▸ **Actions to take**
1. In the Kielder Forest thread, what is FireFox using as a motorhome for now?
2. List every line in the records that contains the word "plastic", matching case exactly.
---------- Passage
# Kielder Forest



## FireFox (Jun 18, 2021)

Hey guys and girls,

Does anyone know if there are any overnight camping spots that are preferrably in the middle of nowhere to spend a night or two. My motorhome is my car at the moment until I get a van next year so don't need anywhere big.

Thanks,


----------



## GeoffL (Jun 19, 2021)

I'm not sure that forum rules permit disclosing POIs as that undermines how this website is funded. There are a stack shown on the *Location App*. Full members can access this and get full details; and annual membership costs less than most campsites charge per night!


----------



## mjvw (Jun 19, 2021)

Good advice, very strict area keilder reservoir has overnight parking at a cost.


----------



## Okta (Jun 19, 2021)

There are some nice ones but I believe you will need to sign up to get access to the details.


----------



## FireFox (Jun 19, 2021)

GeoffL said:


> I'm not sure that forum rules permit disclosing POIs as that undermines how this website is funded. There are a stack shown on the *Location App*. Full members can access this and get full details; and annual membership costs less than most campsites charge per night!



Ahh no worries


----------



## Tookey (Jun 19, 2021)
--------------------
---------- Dataset records
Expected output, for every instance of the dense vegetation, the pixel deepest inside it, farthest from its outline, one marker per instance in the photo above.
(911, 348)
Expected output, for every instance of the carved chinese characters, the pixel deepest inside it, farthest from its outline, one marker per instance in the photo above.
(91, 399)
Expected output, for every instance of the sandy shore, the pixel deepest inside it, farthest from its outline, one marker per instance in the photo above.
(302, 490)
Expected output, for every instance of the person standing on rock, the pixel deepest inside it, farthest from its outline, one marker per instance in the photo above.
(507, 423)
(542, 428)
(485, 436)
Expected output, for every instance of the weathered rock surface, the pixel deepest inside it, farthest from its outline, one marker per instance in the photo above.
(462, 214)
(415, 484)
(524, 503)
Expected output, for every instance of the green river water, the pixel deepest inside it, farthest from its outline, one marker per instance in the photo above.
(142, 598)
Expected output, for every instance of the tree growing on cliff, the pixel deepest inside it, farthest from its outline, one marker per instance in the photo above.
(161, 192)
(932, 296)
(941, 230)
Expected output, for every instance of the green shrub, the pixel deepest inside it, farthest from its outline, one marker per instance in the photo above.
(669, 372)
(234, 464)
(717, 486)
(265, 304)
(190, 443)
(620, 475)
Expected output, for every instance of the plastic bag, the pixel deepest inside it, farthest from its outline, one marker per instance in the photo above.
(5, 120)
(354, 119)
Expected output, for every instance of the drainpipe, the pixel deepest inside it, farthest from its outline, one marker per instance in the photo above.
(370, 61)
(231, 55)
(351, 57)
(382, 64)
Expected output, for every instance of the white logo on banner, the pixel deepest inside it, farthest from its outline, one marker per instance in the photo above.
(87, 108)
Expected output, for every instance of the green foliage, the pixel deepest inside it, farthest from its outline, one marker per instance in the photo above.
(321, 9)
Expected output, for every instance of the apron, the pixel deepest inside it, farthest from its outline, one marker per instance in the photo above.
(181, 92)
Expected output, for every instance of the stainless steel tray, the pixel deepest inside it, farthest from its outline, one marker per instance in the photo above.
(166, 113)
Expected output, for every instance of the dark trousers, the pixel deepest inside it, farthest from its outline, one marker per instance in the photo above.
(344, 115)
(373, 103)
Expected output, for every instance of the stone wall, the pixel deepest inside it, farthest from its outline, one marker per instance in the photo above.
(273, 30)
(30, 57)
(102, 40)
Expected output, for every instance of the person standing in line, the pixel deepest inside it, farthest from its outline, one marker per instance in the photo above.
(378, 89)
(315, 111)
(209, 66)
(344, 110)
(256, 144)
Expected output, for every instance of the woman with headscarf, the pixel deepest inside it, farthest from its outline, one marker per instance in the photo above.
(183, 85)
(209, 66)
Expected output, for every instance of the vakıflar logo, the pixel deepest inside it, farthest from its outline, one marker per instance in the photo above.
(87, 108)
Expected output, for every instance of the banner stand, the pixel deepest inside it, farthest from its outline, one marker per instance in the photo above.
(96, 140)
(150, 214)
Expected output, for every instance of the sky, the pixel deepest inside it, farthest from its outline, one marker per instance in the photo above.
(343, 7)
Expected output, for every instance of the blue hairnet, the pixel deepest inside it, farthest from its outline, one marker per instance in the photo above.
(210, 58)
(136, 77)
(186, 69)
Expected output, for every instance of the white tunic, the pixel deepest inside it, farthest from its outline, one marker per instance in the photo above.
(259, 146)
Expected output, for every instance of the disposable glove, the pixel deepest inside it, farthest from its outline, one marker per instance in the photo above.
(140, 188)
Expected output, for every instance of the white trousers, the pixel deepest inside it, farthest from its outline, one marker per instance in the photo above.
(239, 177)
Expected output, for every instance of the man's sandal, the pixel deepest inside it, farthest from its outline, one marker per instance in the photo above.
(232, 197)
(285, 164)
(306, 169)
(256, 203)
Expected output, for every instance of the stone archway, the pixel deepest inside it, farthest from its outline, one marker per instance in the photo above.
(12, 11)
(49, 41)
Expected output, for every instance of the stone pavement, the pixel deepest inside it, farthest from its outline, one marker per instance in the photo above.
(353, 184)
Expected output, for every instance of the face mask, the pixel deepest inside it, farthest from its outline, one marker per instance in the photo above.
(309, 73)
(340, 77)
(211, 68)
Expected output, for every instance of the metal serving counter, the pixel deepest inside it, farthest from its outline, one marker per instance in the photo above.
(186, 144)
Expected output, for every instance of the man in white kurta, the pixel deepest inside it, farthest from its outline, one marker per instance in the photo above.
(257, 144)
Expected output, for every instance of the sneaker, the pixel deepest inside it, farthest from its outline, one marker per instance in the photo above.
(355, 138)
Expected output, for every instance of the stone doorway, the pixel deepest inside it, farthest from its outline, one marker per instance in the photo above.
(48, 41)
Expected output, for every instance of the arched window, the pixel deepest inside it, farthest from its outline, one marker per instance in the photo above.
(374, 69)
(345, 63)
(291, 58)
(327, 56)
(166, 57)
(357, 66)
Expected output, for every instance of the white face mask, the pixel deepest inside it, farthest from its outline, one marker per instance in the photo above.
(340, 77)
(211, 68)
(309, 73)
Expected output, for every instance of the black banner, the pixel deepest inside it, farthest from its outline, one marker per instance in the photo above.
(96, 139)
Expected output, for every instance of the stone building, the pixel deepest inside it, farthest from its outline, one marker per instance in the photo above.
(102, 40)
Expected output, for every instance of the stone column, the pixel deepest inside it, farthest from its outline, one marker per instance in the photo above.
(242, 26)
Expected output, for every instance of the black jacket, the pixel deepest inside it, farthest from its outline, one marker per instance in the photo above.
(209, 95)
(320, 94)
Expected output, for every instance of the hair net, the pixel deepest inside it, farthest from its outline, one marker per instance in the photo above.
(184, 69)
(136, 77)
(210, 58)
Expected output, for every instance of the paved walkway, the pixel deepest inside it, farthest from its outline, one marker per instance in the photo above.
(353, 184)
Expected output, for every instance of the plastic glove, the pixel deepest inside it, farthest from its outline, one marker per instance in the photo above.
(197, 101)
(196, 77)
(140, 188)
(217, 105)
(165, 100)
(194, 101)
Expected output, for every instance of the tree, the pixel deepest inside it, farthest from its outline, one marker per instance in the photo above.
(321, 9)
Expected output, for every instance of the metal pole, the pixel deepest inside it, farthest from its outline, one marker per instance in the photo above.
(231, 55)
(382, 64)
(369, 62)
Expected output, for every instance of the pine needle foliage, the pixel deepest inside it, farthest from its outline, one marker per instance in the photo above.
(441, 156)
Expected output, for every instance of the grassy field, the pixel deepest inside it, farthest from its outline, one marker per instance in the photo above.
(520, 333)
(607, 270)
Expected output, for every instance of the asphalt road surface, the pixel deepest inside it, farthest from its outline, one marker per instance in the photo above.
--------------------
▸ **Answers**
1. Their car, until they get a van next year.

2.
Expected output, for every instance of the plastic bag, the pixel deepest inside it, farthest from its outline, one marker per instance in the photo above.
Expected output, for every instance of the plastic glove, the pixel deepest inside it, farthest from its outline, one marker per instance in the photo above.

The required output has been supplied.